Assigned task:
The required output is all lines below that contain the word "collar".
BEGIN Available data
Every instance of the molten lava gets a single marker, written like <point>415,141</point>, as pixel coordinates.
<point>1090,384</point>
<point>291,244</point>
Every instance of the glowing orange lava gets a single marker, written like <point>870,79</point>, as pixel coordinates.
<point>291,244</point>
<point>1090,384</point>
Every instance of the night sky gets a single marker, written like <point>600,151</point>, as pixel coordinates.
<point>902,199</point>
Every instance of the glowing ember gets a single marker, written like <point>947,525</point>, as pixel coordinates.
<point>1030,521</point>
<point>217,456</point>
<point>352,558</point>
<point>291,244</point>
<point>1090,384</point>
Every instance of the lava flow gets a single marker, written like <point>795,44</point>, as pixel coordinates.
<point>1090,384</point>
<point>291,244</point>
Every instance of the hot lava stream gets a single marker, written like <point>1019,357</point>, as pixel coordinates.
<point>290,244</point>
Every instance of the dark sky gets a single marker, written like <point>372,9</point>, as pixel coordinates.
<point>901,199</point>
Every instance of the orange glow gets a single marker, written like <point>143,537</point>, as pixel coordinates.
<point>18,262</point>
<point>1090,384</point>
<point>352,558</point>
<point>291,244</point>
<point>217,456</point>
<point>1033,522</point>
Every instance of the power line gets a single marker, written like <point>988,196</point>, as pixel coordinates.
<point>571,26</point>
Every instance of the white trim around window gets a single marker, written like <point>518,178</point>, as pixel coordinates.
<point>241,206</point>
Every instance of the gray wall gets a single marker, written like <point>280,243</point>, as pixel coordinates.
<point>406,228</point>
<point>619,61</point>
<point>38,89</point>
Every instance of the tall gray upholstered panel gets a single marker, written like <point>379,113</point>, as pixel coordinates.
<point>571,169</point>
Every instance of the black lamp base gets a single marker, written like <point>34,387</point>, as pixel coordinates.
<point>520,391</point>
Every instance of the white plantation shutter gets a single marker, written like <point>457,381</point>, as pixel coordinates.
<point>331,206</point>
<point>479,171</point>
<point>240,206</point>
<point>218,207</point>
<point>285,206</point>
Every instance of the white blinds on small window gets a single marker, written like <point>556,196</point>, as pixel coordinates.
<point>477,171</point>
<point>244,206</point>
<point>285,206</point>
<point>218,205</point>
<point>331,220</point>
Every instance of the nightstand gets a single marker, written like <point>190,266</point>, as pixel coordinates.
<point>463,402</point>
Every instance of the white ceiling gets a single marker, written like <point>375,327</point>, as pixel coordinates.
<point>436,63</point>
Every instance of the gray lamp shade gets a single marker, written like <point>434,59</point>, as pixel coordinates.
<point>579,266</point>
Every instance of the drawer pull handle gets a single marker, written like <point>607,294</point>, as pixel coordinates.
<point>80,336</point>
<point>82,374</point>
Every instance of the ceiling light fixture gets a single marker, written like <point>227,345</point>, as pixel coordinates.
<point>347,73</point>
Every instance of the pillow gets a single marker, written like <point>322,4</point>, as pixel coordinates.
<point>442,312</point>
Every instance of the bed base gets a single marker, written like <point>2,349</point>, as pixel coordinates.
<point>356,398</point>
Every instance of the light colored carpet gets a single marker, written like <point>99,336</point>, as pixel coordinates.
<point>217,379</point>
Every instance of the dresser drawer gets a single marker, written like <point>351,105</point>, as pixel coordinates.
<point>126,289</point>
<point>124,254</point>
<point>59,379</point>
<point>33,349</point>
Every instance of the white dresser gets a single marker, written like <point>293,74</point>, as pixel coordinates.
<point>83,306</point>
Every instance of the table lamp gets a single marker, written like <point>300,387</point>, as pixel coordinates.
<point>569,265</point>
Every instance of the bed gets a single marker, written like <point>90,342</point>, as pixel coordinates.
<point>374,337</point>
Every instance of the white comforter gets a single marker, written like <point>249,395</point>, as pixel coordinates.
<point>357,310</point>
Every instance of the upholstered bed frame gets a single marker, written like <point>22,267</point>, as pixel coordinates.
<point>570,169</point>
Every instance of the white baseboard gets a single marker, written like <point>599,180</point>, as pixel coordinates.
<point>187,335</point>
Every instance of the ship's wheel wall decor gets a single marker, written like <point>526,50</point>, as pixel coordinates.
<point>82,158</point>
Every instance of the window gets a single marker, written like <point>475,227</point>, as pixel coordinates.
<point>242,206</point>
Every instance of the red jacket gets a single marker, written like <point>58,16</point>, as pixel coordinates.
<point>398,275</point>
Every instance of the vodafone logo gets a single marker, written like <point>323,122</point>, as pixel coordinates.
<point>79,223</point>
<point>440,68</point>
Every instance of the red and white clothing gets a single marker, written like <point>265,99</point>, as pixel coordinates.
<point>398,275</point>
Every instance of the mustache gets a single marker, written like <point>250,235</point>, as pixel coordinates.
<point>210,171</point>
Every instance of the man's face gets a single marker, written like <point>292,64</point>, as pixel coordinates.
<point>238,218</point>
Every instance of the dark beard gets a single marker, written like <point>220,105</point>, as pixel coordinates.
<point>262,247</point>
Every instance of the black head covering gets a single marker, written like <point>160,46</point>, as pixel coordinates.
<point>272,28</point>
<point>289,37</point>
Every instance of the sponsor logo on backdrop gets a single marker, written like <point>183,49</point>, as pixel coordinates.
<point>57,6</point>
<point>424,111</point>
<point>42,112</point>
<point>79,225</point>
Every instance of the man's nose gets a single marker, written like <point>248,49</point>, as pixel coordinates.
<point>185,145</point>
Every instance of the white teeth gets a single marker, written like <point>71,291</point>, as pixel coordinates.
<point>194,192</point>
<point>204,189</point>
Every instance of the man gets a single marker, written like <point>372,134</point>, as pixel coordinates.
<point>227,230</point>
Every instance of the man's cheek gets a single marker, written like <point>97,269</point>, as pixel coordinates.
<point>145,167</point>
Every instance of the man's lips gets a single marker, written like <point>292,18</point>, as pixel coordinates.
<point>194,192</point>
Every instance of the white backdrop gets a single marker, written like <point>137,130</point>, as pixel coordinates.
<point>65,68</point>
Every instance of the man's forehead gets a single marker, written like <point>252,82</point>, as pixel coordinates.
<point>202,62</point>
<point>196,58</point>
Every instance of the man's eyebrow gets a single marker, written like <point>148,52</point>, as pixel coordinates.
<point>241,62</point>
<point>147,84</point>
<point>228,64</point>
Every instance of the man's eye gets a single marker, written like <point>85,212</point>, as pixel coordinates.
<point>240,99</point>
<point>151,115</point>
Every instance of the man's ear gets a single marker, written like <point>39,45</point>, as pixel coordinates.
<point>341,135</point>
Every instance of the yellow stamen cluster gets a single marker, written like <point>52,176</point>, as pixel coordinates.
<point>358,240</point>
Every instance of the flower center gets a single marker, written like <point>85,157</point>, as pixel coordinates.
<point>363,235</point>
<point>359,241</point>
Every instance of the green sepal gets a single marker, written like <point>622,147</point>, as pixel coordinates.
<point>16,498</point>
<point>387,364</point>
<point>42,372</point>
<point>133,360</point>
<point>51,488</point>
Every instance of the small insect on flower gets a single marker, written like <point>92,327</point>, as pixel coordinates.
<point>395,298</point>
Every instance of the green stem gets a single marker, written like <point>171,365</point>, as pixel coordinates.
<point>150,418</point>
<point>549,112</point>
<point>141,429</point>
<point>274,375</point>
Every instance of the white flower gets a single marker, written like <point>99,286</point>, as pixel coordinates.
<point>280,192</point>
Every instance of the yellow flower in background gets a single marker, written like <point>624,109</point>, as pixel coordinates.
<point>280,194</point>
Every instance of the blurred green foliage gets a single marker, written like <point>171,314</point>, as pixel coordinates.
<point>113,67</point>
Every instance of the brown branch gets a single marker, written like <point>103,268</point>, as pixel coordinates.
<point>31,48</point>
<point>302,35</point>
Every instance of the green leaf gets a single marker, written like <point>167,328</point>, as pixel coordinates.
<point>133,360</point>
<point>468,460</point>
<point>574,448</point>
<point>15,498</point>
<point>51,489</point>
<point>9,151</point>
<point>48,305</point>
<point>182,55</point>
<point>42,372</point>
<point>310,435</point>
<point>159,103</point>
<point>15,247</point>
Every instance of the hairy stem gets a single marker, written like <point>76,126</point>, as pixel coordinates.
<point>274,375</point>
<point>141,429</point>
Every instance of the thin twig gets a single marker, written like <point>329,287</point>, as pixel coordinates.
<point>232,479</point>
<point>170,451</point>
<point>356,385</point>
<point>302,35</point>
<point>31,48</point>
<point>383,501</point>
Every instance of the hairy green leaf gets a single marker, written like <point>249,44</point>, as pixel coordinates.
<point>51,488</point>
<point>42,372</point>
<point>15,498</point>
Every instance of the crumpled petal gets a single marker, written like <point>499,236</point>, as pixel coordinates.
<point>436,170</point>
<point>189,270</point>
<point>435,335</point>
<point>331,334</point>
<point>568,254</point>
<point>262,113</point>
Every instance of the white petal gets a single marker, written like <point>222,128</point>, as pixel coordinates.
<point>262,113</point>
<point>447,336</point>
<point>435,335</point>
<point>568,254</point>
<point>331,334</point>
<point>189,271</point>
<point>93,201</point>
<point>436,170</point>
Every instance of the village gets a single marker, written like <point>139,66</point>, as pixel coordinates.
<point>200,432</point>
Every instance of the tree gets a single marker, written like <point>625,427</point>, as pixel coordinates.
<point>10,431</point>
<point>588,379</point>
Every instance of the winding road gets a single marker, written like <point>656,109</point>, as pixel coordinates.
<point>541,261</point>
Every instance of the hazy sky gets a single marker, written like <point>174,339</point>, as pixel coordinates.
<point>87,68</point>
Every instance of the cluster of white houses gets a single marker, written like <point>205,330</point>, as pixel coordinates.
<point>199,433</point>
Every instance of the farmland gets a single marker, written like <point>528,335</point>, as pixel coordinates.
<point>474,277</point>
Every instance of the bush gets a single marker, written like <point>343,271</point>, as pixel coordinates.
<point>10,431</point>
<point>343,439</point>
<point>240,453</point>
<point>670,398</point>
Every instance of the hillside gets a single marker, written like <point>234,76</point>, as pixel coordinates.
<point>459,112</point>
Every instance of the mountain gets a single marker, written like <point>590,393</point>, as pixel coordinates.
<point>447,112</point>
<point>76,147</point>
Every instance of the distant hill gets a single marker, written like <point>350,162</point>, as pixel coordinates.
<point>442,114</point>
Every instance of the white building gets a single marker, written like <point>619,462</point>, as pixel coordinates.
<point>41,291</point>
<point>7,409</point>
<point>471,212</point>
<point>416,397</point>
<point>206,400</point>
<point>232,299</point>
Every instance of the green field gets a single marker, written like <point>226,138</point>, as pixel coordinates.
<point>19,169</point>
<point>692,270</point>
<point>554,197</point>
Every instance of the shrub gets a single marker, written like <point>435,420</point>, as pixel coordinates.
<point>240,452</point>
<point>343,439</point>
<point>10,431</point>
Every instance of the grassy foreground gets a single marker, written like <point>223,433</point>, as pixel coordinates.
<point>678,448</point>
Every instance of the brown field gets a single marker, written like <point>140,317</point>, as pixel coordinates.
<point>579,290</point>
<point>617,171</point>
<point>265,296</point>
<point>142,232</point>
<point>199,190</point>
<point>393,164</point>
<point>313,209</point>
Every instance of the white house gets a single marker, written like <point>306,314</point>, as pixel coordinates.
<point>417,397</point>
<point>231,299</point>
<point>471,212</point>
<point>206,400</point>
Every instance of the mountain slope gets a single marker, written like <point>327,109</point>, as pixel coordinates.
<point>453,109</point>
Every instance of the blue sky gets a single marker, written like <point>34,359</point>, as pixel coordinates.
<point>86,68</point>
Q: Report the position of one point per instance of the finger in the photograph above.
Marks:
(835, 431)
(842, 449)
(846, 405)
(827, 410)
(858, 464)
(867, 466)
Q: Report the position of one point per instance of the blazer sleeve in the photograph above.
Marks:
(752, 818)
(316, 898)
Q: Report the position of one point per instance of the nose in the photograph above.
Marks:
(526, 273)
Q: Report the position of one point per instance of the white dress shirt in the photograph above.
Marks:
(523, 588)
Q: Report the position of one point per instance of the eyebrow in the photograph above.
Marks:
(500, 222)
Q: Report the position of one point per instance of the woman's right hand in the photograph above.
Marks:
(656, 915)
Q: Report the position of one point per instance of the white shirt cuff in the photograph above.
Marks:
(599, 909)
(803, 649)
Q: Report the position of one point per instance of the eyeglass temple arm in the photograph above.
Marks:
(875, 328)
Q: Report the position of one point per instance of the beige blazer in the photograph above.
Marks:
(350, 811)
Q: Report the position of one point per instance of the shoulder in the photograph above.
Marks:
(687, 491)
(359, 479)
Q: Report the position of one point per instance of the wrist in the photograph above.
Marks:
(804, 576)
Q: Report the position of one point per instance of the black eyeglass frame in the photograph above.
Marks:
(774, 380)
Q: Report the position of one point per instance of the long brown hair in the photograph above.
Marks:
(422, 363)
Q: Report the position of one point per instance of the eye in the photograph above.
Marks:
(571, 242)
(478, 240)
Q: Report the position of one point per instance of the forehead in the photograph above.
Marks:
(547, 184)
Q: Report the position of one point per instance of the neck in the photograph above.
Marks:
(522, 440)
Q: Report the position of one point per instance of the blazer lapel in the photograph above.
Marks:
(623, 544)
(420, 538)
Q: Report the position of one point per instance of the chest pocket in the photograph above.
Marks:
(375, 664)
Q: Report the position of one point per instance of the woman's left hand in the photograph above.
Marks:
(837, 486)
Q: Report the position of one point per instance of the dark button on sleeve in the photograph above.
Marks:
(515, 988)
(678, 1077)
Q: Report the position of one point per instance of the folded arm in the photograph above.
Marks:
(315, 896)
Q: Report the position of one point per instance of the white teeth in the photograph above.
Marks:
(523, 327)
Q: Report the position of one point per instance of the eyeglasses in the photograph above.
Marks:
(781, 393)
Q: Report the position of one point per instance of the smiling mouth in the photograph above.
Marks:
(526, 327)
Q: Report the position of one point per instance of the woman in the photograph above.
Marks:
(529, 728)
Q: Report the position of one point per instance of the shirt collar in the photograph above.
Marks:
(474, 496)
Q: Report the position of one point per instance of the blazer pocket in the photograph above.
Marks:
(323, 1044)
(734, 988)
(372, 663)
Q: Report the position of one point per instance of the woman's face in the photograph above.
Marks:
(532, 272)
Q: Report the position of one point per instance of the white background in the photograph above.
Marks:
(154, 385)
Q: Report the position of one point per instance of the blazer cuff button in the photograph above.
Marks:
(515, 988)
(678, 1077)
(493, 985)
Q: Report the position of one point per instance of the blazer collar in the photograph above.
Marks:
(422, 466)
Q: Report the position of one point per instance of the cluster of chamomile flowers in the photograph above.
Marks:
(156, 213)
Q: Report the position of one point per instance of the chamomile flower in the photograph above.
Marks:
END Available data
Solution to this problem:
Q: Report the position of one point per instance of the shirt collar in the photograph above.
Q: Report the position of one point per instance of the blazer collar in the photograph above.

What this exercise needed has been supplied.